[Page excerpt]
## begin

In 1968 a wiry framed American high jumper established a world record at the Olympic Games in Mexico City with a leap of 7 feet, 4 1/4 inches. His unorthodox technique of flying over the bar backwards, head first, revolutionized the sport and his namesake, "Fosbury Flop," became a legacy.
The man behind the legacy, Dick Fosbury, recently presided over one of the most fascinating, eclectic, elite sport gatherings on the planet when members of the International Olympic Committee (including President Jacques Rogge) and Olympians (past and present) from over 150 countries met in Europe for the quadrennial meetings of the World Olympian Association.
The list of accomplished athletes gathered for the WOA in the quaint town on the shores of Switzerland's Lake Geneva was beyond impressive, but more importantly, the opportunity to promote the Tiffin University Olympic Academic Experience to an audience of Olympians and organizers of the 2012 London and 2016 Rio de Janeiro Games was worth its weight in gold.
It is still difficult to grasp that anyone from Tiffin, Ohio, would have the opportunity to be part of such a world-class stage along with Fosbury and icons such as Willie Banks, president of the USOC, and Michelle Ford, the famed Australian swimmer who in 1976 was the youngest Olympic competitor at age 13. The only "other" non-Olympian or IOC members permitted inside the closed auditorium were several lawyers.
In addition to being permitted to participate in the General Assembly, exclusive dinners and national parties with scores of medal winners, world-record holders, and sport legends made the trip to Europe a professional highlight. A welcomed sidebar was the opportunity to engage in casual conversations to enhance the TU Olympic Academic Experience and to create virtual internships for Tiffin University MBA students to service national Olympic committees. While at the 2012 Games next summer, the TU contingency will participate as official volunteers for two of the Olympic Reunion Centers and will engage in a special program with Olympians and underprivileged children from one of the poorest boroughs in London.
The WOA can be equated to the players unions in professional sports, but without a true collective bargaining agreement with its counterpart, the IOC, which happens to be its only revenue provider (imagine the bill to fly and accommodate all 150-plus delegates from every part of the world imaginable to Switzerland for the three-day affair).
Part of the General Assembly meetings which allowed for integration of the Olympic Academic Experience focused on educational activities to promote "Olympism" around the world. The first national report was in Russian, but since the automated translator only worked in English, French, and Spanish, five-time fencing medalist Galina Gorokhova brought her own translator. Banks (USA) described a walk-a-thon from Los Angeles to London and two-time Olympic swimmer Jorge Delgado (Ecuador) suggested every country should create a commemorative coloring book. Professor Urion Galin-Galler (Israel-water polo) was the eldest presenter, who proposed a memorial stone in Greece engraved with names of every Olympian. Dr. Selwyn Maister, interim sport minister and three-time Olympic hockey player and coach from New Zealand, described a commemorative pin program. Two-time Olympic sprinter Francis Dove-Edwin of Sierra Leone (Africa) presented on the challenges to replace kids holding guns with kids holding sports equipment. Edwin resides in London and is the catalyst to create special opportunities for participants of the TU Olympic Academic Experience.

## end

[Written request 1] From the article on the World Olympian Association meetings, transcribe the passage starting with "The list of" and going on through "were several lawyers.".
[Written request 2] In the article on the World Olympian Association meetings, how old was Michelle Ford when she competed in 1976?
The entries that come next stand apart from the article on the World Olympian Association meetings.

[Given entries]
## begin

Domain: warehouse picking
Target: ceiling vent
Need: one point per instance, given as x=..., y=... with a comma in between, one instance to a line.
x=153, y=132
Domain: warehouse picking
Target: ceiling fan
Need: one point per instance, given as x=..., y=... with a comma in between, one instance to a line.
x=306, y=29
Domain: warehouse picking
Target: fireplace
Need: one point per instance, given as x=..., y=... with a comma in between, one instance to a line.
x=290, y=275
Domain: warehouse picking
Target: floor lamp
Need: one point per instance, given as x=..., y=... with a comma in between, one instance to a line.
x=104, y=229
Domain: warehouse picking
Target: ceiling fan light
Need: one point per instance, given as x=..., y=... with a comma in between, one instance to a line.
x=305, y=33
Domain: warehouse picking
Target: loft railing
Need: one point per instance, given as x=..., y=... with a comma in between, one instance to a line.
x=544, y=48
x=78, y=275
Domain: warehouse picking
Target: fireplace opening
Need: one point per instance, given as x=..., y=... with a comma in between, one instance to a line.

## end

[Correct output 1]
The list of accomplished athletes gathered for the WOA in the quaint town on the shores of Switzerland's Lake Geneva was beyond impressive, but more importantly, the opportunity to promote the Tiffin University Olympic Academic Experience to an audience of Olympians and organizers of the 2012 London and 2016 Rio de Janeiro Games was worth its weight in gold.
It is still difficult to grasp that anyone from Tiffin, Ohio, would have the opportunity to be part of such a world-class stage along with Fosbury and icons such as Willie Banks, president of the USOC, and Michelle Ford, the famed Australian swimmer who in 1976 was the youngest Olympic competitor at age 13. The only "other" non-Olympian or IOC members permitted inside the closed auditorium were several lawyers.

[Correct output 2] She was 13, the youngest Olympic competitor.